**Stated goal:** Copy all of the lines below word for word, in the same order.
┌─ Data in this exercise
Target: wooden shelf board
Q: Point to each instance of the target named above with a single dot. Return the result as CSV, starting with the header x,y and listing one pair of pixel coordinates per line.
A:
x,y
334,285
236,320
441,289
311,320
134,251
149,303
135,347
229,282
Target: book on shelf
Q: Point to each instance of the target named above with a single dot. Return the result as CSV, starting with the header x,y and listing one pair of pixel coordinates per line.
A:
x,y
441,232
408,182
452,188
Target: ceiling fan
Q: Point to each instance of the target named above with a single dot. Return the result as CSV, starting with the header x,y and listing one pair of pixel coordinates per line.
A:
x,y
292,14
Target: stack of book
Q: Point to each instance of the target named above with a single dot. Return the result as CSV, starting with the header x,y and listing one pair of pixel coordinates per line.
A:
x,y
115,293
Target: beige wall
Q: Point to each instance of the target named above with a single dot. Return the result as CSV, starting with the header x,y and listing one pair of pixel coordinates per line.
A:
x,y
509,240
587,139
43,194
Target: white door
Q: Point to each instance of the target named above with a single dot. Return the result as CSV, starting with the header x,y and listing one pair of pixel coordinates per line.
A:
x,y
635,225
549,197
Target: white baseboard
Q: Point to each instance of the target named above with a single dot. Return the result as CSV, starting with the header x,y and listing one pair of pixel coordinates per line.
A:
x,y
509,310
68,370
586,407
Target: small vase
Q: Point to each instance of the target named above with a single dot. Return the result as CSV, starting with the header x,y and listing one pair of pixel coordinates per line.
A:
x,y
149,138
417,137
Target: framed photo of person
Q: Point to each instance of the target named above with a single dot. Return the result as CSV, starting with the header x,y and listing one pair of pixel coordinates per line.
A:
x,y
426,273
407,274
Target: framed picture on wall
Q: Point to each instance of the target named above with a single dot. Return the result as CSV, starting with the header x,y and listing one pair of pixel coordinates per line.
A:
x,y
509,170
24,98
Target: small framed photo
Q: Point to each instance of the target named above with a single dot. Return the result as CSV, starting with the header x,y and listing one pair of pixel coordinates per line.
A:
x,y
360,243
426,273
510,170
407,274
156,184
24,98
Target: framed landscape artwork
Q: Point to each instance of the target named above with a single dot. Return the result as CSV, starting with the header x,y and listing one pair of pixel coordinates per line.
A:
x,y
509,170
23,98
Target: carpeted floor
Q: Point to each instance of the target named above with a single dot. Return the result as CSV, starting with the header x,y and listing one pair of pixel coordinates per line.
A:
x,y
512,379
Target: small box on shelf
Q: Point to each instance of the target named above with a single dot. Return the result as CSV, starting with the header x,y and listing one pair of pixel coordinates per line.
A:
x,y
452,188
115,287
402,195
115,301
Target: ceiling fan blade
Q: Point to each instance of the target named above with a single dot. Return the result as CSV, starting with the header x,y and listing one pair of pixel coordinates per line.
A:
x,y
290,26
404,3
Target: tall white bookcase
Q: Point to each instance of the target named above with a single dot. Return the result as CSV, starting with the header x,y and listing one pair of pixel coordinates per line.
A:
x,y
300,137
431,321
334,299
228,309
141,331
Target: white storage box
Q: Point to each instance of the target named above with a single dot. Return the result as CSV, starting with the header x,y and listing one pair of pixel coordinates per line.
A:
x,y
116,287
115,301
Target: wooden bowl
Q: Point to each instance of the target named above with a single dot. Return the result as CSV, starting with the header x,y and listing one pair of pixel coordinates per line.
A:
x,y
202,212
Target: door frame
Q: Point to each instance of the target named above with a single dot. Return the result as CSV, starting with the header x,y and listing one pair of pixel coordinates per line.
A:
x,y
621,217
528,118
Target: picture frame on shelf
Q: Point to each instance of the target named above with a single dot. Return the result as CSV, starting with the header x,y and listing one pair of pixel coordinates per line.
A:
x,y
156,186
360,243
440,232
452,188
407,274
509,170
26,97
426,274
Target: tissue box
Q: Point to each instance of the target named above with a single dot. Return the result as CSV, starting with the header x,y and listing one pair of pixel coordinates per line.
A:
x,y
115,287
└─
**Exercise response:**
Target: wooden shelf board
Q: Point to each instance of the target named above with a single dot. Return the result as CSV, starting with the header x,y and listing one pair of pixel coordinates per line.
A:
x,y
334,285
236,320
441,289
311,320
134,251
149,303
135,347
229,282
Target: book on shelf
Q: Point to each instance of the target named above with a single dot. Return the result as CSV, starting with the header x,y and listing one pair of pixel coordinates per line.
A:
x,y
441,232
408,182
452,188
Target: ceiling fan
Q: Point to each instance of the target named above with a single dot. Return the result as CSV, starting with the header x,y and listing one pair of pixel coordinates per line.
A:
x,y
292,14
Target: stack of book
Q: Point to each instance of the target named above with a single dot. Return the result as CSV, starting with the header x,y and listing one pair of pixel coordinates per line.
A:
x,y
115,293
Target: beige wall
Q: Point to each instance of the target named above with a single dot. Return the result as CSV, starting with the header x,y and listing one pair of pixel coordinates per line.
A:
x,y
509,240
587,139
43,194
Target: white door
Q: Point to each instance of the target named above with a single dot. Return the result as CSV, starting with the header x,y and listing one pair of pixel coordinates per line.
A:
x,y
635,225
549,197
Target: white baseboard
Q: Point to each instance of the target named above with a single dot. Return the result as CSV, starting with the header x,y and listing one pair of pixel coordinates per line.
A:
x,y
509,310
68,370
586,407
Target: small vase
Q: Point to each instance of the target named above with a single dot. Return the result as CSV, starting with the header x,y and listing one pair of pixel coordinates per line.
A:
x,y
149,138
417,137
Target: framed photo of person
Q: Point to each instance of the target named above with a single dot. Return the result as CSV, starting with the header x,y and listing one pair of pixel coordinates per line.
A:
x,y
426,273
407,274
Target: framed picture on wall
Q: Point to each instance of the target named above with a single dot. Return the result as CSV, starting with the header x,y and listing one pair of pixel coordinates per line.
A:
x,y
509,170
24,98
Target: small framed photo
Q: Point to each instance of the target named above with a single dot. Return the result as CSV, starting with the header x,y and listing one pair of pixel coordinates per line.
A:
x,y
360,243
426,273
510,170
407,274
156,184
24,98
Target: framed landscape artwork
Q: Point to each instance of the target named above with a single dot. Return the result as CSV, starting with the header x,y and listing one pair of pixel coordinates per line.
A:
x,y
509,170
23,98
Target: carpeted floor
Q: Point to each instance of the target named above with a single dot. Return the result as CSV, starting with the header x,y and listing one pair of pixel coordinates per line.
A:
x,y
512,379
Target: small box on shelf
Q: Point to each instance of the target named above with a single dot. Return the result as CSV, starting with the header x,y and listing one pair of pixel coordinates per line.
A:
x,y
452,188
115,287
402,195
115,301
Target: ceiling fan blade
Q: Point to each instance of the target named above with a single dot. Return the result as CSV, starting with the header x,y and listing one pair of pixel coordinates per line.
A:
x,y
290,26
404,3
Target: tall white bookcase
Q: Point to each instance of the target named above with a single dot. Return the result as CSV, starting with the header x,y and listing one pair of pixel coordinates per line.
A:
x,y
300,137
431,321
334,299
228,309
141,331
Target: white storage box
Q: Point to each instance of the target named above with a single dot. Return the result as CSV, starting with the header x,y and listing one pair of pixel coordinates per line.
A:
x,y
116,287
115,301
Target: wooden bowl
Q: Point to each instance of the target named above with a single dot. Return the result as CSV, starting with the header x,y and listing one pair of pixel coordinates per line.
A:
x,y
202,212
Target: door frame
Q: Point to each instance of the target named above with a single dot. Return the result as CSV, starting with the header x,y and listing one pair of pixel coordinates per line.
A:
x,y
621,217
528,118
Target: picture frame on shelf
Q: Point to each instance of the target named above with a single dot. Return the result as CSV, starting with the header x,y and listing one pair of pixel coordinates per line.
A:
x,y
156,186
360,243
440,232
452,188
407,274
509,170
26,97
426,274
Target: tissue box
Q: Point to each instance of the target named above with a single dot. Return the result as CSV, starting with the header x,y and listing one pair of pixel coordinates per line.
A:
x,y
115,287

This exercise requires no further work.